══ Data extract

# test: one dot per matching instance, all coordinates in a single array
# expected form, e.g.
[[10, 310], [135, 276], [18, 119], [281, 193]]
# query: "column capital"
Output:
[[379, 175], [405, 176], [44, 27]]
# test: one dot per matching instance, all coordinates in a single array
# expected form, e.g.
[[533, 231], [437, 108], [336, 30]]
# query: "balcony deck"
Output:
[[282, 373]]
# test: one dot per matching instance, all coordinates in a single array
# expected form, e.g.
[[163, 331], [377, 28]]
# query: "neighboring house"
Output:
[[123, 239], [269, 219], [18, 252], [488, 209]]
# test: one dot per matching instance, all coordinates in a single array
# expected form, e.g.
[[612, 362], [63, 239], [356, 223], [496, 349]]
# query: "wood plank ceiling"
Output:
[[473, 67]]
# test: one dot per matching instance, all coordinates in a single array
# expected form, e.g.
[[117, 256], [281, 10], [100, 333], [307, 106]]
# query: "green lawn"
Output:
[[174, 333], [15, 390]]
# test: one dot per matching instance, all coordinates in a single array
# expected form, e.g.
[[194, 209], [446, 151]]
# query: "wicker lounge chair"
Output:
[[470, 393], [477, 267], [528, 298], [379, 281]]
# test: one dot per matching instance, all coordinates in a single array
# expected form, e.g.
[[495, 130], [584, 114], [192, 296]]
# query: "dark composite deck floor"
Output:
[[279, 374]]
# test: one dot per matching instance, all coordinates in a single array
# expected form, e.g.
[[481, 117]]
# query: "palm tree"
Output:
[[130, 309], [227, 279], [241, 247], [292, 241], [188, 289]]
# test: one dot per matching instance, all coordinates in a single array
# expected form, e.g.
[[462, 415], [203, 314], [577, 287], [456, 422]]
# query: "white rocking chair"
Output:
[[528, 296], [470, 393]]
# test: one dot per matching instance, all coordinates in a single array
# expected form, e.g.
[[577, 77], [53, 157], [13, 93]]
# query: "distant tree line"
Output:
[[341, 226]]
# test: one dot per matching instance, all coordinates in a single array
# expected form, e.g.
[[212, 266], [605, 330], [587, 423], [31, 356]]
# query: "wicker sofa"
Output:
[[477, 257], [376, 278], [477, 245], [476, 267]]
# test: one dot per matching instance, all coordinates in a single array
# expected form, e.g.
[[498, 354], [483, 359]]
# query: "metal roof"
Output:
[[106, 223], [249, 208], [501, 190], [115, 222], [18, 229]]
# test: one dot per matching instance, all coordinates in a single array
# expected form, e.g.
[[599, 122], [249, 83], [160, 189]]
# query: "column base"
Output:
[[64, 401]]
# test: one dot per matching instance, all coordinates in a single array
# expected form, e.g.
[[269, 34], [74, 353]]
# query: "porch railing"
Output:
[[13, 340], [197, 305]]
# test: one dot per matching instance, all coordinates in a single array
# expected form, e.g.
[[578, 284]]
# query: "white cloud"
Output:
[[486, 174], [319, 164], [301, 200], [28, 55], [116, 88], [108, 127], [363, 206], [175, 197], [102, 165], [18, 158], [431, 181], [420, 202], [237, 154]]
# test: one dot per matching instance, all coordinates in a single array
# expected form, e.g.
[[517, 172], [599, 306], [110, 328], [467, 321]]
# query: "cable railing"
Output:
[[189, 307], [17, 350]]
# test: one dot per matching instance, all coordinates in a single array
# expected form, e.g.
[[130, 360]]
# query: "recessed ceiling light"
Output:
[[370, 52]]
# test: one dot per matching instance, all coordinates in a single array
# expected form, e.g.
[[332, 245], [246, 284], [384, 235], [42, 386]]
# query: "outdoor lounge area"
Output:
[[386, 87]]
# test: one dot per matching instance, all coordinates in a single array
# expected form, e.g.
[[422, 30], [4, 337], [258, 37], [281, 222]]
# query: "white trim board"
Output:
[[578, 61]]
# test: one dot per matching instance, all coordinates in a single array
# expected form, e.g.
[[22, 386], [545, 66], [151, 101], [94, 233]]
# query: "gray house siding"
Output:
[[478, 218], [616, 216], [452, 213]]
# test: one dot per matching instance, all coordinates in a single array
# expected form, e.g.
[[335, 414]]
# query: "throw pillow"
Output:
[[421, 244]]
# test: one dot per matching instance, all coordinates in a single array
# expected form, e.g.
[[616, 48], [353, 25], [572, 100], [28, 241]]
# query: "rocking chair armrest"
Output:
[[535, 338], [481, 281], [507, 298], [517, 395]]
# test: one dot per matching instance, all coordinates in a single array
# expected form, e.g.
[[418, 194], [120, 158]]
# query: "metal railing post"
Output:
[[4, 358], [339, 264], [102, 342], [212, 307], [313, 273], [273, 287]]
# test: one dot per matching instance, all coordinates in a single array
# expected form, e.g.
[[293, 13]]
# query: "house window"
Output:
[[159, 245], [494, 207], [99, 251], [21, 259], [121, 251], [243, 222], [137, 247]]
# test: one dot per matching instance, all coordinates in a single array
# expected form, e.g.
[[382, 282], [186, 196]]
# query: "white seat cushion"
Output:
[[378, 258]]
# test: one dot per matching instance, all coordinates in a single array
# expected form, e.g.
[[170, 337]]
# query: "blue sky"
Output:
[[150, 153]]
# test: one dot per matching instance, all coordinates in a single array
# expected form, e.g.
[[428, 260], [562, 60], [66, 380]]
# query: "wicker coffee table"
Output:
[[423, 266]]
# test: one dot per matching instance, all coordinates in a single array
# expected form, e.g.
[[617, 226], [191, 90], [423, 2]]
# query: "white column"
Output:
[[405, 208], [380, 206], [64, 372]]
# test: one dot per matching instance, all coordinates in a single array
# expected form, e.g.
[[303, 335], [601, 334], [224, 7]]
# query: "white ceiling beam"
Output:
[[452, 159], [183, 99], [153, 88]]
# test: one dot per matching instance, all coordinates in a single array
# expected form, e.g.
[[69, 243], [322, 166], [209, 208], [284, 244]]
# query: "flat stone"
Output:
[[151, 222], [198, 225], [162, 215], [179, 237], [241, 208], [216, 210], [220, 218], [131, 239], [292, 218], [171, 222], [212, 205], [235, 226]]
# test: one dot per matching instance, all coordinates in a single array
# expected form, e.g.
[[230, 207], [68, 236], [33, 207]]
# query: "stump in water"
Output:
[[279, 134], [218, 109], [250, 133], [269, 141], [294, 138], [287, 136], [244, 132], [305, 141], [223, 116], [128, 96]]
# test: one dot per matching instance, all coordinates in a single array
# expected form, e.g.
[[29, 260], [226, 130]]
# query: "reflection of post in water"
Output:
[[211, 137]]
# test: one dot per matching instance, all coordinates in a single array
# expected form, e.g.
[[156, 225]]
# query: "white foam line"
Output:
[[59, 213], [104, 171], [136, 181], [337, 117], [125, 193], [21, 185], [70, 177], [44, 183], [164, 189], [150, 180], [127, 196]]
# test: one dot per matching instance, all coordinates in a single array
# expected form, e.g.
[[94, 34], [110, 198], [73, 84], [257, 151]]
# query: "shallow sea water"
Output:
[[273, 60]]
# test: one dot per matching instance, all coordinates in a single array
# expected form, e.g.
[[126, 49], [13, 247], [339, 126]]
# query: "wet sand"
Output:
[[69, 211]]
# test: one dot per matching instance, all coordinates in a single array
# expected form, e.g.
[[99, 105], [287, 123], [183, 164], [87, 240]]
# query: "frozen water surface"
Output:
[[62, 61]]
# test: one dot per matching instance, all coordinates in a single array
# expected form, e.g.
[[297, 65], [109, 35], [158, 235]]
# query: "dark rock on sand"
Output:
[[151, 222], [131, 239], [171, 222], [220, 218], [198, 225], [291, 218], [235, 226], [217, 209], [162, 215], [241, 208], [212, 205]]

════

** What you are asked to do **
Reproduce the listing starting at its first line and ending at the line containing "[[528, 296], [470, 393]]", inclusive, substituting "target" for every "query" and leaving everything else unchanged.

** Solution for this task **
# test: one dot per matching instance, all coordinates in a single array
# expected form, e.g.
[[10, 310], [135, 276], [18, 119], [281, 193]]
# target: "column capital"
Output:
[[379, 175], [405, 176], [44, 27]]
# test: one dot per matching instance, all coordinates in a single array
# expected form, e.g.
[[533, 231], [437, 108], [336, 30]]
# target: "balcony deck"
Output:
[[282, 373]]
# test: one dot per matching instance, all coordinates in a single array
# expected form, e.g.
[[163, 331], [377, 28]]
# target: "neighboring house"
Output:
[[123, 239], [269, 219], [18, 252], [488, 209]]
# test: one dot per matching instance, all coordinates in a single array
# expected form, e.g.
[[612, 362], [63, 239], [356, 223], [496, 349]]
# target: "wood plank ceiling"
Output:
[[473, 67]]
# test: one dot per matching instance, all coordinates in a single array
# expected form, e.g.
[[117, 256], [281, 10], [100, 333], [307, 106]]
# target: "green lawn"
Output:
[[174, 333], [15, 390]]
# test: one dot per matching instance, all coordinates in a single array
# expected form, e.g.
[[194, 209], [446, 151]]
# target: "wicker lounge chair"
Output:
[[470, 393], [477, 267], [528, 298], [379, 281]]
# test: one dot per matching instance, all coordinates in a single array
# expected form, e.g.
[[495, 130], [584, 114], [192, 296]]
# target: "dark composite deck floor"
Output:
[[279, 374]]
# test: one dot per matching instance, all coordinates in a single array
# expected form, e.g.
[[481, 117]]
# target: "palm tree"
Output:
[[130, 309], [227, 279], [241, 247], [292, 241], [188, 289]]
# test: one dot per matching instance, all coordinates in a single array
# expected form, e.g.
[[462, 415], [203, 314], [577, 287], [456, 422]]
# target: "white rocking chair"
Output:
[[528, 296], [470, 393]]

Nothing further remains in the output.